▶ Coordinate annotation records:
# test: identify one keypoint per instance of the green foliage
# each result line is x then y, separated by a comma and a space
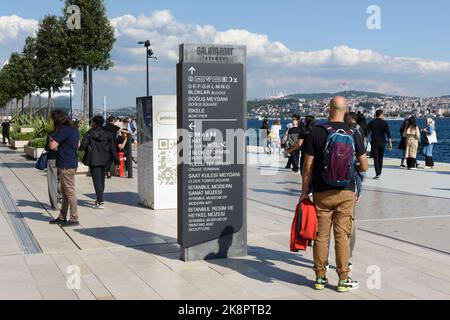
38, 143
51, 51
42, 127
18, 136
92, 44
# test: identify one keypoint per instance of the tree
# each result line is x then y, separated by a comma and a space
90, 46
14, 77
30, 63
51, 56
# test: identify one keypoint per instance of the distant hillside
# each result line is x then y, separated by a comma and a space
346, 94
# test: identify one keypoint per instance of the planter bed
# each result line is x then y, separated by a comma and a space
33, 153
18, 144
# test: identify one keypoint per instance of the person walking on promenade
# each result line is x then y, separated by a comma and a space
54, 193
292, 137
303, 132
379, 130
334, 204
431, 140
402, 144
284, 143
352, 122
113, 129
99, 147
6, 128
66, 141
412, 136
274, 137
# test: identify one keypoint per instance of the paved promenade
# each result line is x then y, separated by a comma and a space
129, 252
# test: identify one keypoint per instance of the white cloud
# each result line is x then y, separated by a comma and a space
272, 64
13, 27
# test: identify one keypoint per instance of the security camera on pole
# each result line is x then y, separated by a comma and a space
149, 55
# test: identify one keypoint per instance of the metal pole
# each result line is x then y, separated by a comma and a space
70, 84
91, 102
104, 107
148, 85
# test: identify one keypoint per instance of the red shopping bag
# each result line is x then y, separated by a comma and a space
304, 226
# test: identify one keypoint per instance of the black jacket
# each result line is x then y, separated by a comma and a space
112, 128
51, 155
99, 147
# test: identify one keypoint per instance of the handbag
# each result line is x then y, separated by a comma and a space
41, 163
304, 226
432, 139
87, 157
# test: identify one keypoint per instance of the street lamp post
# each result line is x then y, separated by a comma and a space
149, 55
70, 84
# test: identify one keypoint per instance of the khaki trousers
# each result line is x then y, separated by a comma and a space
334, 208
68, 194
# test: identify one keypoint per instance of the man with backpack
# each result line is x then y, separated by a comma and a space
99, 147
332, 149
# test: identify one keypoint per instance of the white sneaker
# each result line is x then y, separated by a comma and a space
99, 206
347, 285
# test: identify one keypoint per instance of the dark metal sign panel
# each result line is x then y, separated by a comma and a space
211, 178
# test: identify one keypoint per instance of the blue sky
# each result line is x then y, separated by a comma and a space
410, 29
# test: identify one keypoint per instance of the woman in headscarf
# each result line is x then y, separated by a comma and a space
412, 135
431, 140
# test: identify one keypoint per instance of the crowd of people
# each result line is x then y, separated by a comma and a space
332, 177
101, 145
376, 134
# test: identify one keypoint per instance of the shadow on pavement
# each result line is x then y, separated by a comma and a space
131, 237
123, 198
264, 261
17, 165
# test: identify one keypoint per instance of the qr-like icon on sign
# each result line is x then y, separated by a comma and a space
167, 162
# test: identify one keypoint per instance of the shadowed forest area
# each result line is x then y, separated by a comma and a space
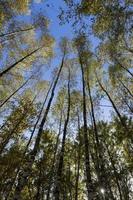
66, 100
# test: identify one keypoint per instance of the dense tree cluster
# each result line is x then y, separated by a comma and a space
66, 131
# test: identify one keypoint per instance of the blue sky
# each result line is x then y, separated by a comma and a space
51, 9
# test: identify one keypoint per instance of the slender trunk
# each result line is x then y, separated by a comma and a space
114, 106
23, 177
8, 98
38, 194
5, 142
79, 157
54, 159
39, 116
117, 61
61, 159
19, 61
126, 88
86, 142
31, 136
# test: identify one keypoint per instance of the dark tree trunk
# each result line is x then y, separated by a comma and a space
113, 104
32, 133
5, 142
61, 158
19, 61
126, 88
15, 32
54, 160
79, 158
86, 142
24, 175
8, 98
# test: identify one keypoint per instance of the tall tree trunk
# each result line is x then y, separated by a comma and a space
54, 159
123, 67
79, 158
113, 104
8, 98
61, 159
125, 87
19, 61
86, 142
31, 136
15, 32
24, 175
6, 140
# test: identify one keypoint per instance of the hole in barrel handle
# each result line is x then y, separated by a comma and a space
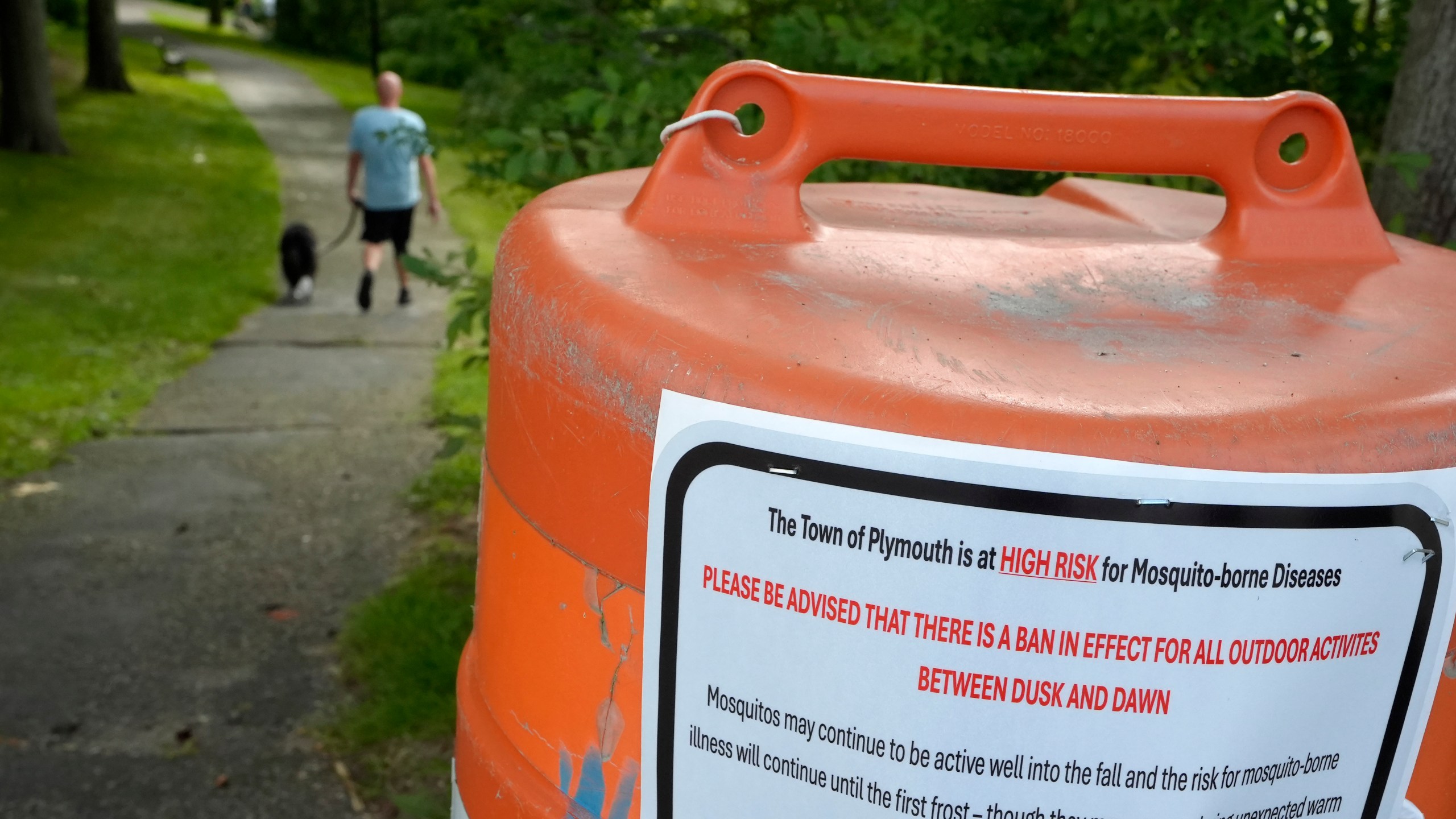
750, 117
1295, 148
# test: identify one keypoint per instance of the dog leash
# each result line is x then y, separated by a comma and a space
354, 214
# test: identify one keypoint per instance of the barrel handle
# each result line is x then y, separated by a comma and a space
714, 181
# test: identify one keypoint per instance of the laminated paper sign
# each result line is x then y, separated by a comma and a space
851, 623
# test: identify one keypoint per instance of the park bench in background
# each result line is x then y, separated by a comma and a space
173, 60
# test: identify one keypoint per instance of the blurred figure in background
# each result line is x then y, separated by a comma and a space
389, 143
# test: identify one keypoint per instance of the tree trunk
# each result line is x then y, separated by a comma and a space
1423, 120
104, 68
27, 101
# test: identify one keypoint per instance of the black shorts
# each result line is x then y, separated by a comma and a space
389, 226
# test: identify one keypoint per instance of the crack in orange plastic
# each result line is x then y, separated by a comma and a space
1279, 330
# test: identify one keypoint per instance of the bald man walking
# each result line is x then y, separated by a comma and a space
389, 142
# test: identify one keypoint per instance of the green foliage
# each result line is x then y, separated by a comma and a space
101, 295
399, 651
68, 12
564, 88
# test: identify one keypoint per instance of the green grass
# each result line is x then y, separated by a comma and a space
124, 260
478, 212
399, 649
347, 82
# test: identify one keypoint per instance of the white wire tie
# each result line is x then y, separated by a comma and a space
701, 117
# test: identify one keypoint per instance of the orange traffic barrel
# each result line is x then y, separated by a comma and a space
899, 500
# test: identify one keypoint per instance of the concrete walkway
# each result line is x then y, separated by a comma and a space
168, 614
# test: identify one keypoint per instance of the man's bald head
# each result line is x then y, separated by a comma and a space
389, 88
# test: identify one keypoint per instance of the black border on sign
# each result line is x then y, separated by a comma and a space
708, 455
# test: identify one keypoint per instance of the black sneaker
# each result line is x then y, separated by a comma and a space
366, 295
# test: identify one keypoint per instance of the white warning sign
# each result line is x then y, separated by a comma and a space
848, 623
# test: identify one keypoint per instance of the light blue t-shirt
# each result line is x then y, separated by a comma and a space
391, 140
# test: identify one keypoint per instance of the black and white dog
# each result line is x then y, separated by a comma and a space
300, 261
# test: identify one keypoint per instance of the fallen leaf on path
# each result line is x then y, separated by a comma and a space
349, 786
27, 490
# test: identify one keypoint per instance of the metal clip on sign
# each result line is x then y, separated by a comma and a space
1311, 210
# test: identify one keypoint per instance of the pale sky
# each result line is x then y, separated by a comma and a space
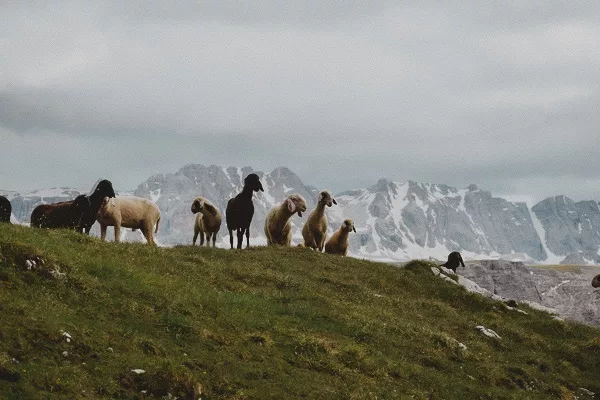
503, 94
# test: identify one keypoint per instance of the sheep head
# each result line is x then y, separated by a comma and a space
81, 202
348, 226
105, 187
253, 182
296, 203
198, 205
326, 198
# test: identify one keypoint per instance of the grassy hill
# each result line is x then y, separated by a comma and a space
278, 323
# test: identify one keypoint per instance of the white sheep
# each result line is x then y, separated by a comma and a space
208, 220
314, 230
338, 242
277, 223
128, 212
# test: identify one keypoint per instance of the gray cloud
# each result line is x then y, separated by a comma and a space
502, 94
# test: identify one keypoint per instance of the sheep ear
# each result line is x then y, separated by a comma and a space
291, 205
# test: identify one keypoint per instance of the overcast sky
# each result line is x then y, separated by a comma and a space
503, 94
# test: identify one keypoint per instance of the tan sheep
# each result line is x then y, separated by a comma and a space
128, 212
208, 220
277, 223
314, 230
338, 242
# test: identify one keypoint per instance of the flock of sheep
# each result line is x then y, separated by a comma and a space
133, 212
240, 211
139, 213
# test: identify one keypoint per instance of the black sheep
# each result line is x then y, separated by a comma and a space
103, 189
454, 261
5, 209
240, 210
66, 214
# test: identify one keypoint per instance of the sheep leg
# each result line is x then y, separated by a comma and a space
146, 229
321, 244
240, 234
117, 233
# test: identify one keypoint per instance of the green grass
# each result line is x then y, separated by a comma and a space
264, 323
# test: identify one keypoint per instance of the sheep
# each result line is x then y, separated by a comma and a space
208, 220
338, 242
129, 212
66, 214
102, 189
240, 210
454, 261
277, 223
5, 209
314, 230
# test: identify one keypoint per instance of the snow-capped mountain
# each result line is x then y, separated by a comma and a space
394, 221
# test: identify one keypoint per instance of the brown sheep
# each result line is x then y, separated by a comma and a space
5, 209
277, 223
314, 230
129, 212
208, 220
338, 242
66, 214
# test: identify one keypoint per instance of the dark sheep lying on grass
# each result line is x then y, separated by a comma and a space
66, 214
5, 209
240, 211
103, 189
454, 261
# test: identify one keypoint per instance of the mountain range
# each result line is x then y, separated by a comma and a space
394, 221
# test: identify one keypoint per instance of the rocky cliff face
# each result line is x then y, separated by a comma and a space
394, 221
571, 229
569, 293
408, 220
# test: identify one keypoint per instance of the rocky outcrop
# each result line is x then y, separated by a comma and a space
570, 293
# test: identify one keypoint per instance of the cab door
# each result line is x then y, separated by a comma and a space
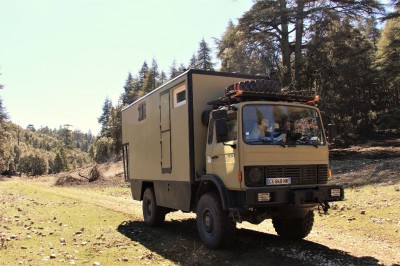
222, 157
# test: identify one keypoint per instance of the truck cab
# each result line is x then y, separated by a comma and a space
272, 160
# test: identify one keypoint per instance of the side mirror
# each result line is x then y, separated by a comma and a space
332, 133
219, 114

▶ Requirement: Give again exactly the lines from the one holding "# test: identify one keypoint per instance of the rocky outcrop" to the final line of the records, both ends included; any pictures stay out.

▶ Task solution:
# test: identify one keypoint per instance of the rocky outcrop
# each result line is x then y, separated by a comma and a space
570, 293
# test: identify one keypoint per instance of the cab door
# each result line is x then y, separated by a comma and a space
222, 157
# test: identify one keypoint per instance of the truck cab
# each result line is x then y, separated by a comma and a space
272, 160
# test: identify one keypoint per instance of the side mirror
# each result line is x then y, separated by a comma and a space
332, 133
219, 114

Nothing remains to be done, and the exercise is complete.